→ **Exercise directions**
Give back the full listing exactly as it appears below.

____

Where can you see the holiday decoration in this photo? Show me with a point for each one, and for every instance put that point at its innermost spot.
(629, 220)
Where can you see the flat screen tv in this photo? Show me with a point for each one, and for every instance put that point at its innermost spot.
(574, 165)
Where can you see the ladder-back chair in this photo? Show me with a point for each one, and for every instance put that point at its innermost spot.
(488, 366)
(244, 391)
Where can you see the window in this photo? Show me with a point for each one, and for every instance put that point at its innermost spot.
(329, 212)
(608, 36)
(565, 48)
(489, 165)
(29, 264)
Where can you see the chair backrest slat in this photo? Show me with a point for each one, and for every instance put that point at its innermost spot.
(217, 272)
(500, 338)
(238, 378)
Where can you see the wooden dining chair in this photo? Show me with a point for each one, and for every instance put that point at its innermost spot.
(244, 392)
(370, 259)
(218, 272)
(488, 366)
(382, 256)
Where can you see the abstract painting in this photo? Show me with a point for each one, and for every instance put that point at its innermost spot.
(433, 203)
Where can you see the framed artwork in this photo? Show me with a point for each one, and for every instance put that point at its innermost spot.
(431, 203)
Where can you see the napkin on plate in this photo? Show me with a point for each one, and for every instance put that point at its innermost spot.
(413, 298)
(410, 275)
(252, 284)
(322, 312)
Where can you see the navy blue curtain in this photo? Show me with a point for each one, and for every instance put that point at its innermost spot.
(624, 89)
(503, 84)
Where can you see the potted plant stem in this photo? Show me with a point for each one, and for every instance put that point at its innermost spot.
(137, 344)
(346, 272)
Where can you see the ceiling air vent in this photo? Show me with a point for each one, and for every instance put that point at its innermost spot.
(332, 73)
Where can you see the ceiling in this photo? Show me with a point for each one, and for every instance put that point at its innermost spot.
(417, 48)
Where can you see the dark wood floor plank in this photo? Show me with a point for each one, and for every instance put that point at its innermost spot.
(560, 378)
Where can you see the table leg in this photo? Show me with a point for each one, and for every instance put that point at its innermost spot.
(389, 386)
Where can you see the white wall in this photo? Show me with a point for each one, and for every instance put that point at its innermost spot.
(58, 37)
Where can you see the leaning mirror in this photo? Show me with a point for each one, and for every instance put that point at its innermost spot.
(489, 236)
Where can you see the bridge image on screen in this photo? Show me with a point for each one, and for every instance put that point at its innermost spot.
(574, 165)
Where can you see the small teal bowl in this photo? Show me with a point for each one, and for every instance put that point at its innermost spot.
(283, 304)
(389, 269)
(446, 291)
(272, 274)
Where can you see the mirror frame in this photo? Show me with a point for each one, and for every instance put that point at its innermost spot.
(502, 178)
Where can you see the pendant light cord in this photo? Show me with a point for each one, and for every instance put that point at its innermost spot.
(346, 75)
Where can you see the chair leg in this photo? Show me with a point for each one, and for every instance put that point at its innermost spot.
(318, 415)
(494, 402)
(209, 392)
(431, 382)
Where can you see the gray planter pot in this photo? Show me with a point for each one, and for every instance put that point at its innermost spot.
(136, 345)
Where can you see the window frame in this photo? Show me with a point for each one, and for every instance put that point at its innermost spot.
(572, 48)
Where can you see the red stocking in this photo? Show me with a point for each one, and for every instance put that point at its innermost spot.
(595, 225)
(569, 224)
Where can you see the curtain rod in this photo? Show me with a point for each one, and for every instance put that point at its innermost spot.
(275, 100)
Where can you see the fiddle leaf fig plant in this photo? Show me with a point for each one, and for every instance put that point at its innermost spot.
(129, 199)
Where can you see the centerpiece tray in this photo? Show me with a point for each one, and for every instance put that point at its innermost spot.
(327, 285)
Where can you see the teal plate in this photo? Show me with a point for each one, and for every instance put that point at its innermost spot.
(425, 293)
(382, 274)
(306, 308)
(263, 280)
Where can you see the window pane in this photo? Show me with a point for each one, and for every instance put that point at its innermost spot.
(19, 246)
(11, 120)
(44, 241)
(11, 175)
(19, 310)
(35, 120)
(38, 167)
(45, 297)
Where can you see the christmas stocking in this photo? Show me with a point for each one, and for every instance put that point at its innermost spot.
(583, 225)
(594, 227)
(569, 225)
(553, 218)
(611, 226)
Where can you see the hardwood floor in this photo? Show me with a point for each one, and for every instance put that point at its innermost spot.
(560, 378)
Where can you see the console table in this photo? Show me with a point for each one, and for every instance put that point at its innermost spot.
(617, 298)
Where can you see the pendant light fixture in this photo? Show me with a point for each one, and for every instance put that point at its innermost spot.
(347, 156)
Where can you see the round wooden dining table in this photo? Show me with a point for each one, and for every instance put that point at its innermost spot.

____

→ **Output for this task**
Where can you see the holiday decoration in this photo? Show me with a point for each one, and for every instance put that point at its innermost spot.
(629, 220)
Where can you see the flat screen tv in this photo? Show me with a point for each one, and for every instance put that point at its innermost spot.
(574, 165)
Where can you see the ladder-back chair in this photo? Show me with a point for each one, and for every instance put that point at its innermost spot.
(488, 366)
(244, 391)
Where can you see the window in this photo? Show me with a point for each one, and for every instance put that point at its innermost spot.
(329, 212)
(608, 36)
(565, 48)
(489, 165)
(29, 264)
Where can you see the chair backrest slat in this photo? Show me with a point for each one, and for every instance put that point at its innermost spot.
(217, 272)
(500, 338)
(238, 378)
Where can you see the wooden dining chair in this photo? Show me with a point for each one, and for every instance put that point at its innermost spot.
(244, 392)
(370, 259)
(218, 272)
(488, 366)
(382, 256)
Where can you see the abstract painting in this photo? Show me with a point for each one, and for every instance put that point at its innermost spot.
(433, 203)
Where can you see the framed artwork in this photo? Show me with a point for each one, and for every instance put that point at its innermost spot.
(431, 203)
Where can you see the napkin on plate in this photo? Show me with a point for each one, and for every instance put that point at its innermost spot.
(413, 298)
(410, 275)
(252, 284)
(322, 312)
Where can you see the navy blue curtain in this photo? Show me with a point for each one, and for every instance put that point at its innermost spot.
(624, 89)
(503, 84)
Where can you see the potted plant stem in this photo? Show me with a point for each one, and for every instance put that point at its innermost spot.
(137, 344)
(346, 272)
Where can you see the ceiling air vent in this photo? Show me with a point for each one, and for every instance put that point at its innermost spot.
(332, 73)
Where can you see the ceiling in this photo? Show me with a point for each one, and for every instance put that point at its innermost spot.
(417, 48)
Where can you see the dark wood floor plank in this photo? Show me with a point for each one, and for every instance put that point at its innermost spot.
(560, 378)
Where can you see the table leg in this photo? Show me with a point for each one, and for every instance put that point at its innermost spot.
(389, 386)
Where can you see the white wall in this photo? Show me with a point for each one, and for every instance put that point at its innermost spot.
(58, 37)
Where can you see the leaning mirror in this photo? Show me with a point for each one, and for every instance put that point at its innermost spot.
(489, 236)
Where can you see the bridge image on screen in this photo? Show me with a point for each one, and for every instance put that point at its innermost spot.
(574, 165)
Where can you see the small teal bowl in this photo? Show me with a point for each one, and for every instance put that point at its innermost spot.
(283, 304)
(389, 269)
(446, 291)
(272, 274)
Where can you see the mirror frame in this photo? Show me with a point for each one, and for every instance put that point at its innermost spot.
(502, 178)
Where can you see the pendant light cord in this photo? Show me with a point for each one, and for every instance put that point at its innermost spot.
(346, 75)
Where can you see the chair leg in this photo? Show me with a point for each one, and for every instance put that point at its innermost spot.
(318, 415)
(494, 402)
(209, 392)
(431, 382)
Where can you see the gray planter pot in this photo? Show me with a point for each one, and for every instance put that point at its innermost spot.
(136, 345)
Where can you see the window frame in this photo? Show me with a point for each one, and for every instance put that point at its innermost spot.
(572, 48)
Where can you see the red stocking in this photo? Show me with a point for each one, and for every instance put that point at its innermost spot.
(595, 225)
(569, 224)
Where can you see the curtain rod in this photo? Show me with a point for each one, and for every instance put that point at its innermost spot.
(275, 100)
Where can you see the fiddle leaf fig plant in this photo? Show me with a point for each one, and for every instance put that point at its innermost spot.
(129, 199)
Where can you see the centerpiece tray in this photo? Show me with a point for each one, and for every instance put that point at its innermost spot.
(327, 285)
Where can you see the teal plate in this photo? Show me with a point for each one, and for every instance put that point at its innermost spot.
(425, 293)
(382, 274)
(306, 308)
(263, 280)
Where can you see the window pane in this photo? Show me with a point for each one, and for every instance put that point at its innermost spot.
(19, 246)
(11, 120)
(44, 241)
(11, 175)
(19, 310)
(35, 120)
(38, 167)
(45, 297)
Where can you see the christmas stocking in this photo? Show me with a point for each one, and for every instance put that point at its innermost spot.
(583, 225)
(594, 227)
(569, 225)
(553, 218)
(611, 226)
Where can you see the hardwood floor in this photo? Show me with a point for each one, and for every instance put that point at its innermost spot.
(560, 378)
Where can you see the console table in this photo? Show me with a point for each one, and for every instance put that point at its innermost spot.
(617, 298)
Where can you see the pendant light fixture in this photo? Show me with a point for each one, and for every instance put that point at its innermost spot.
(347, 156)
Where can you see the round wooden dining table in this photo? Show me with a point for each one, and for every instance put that point at its innermost spot.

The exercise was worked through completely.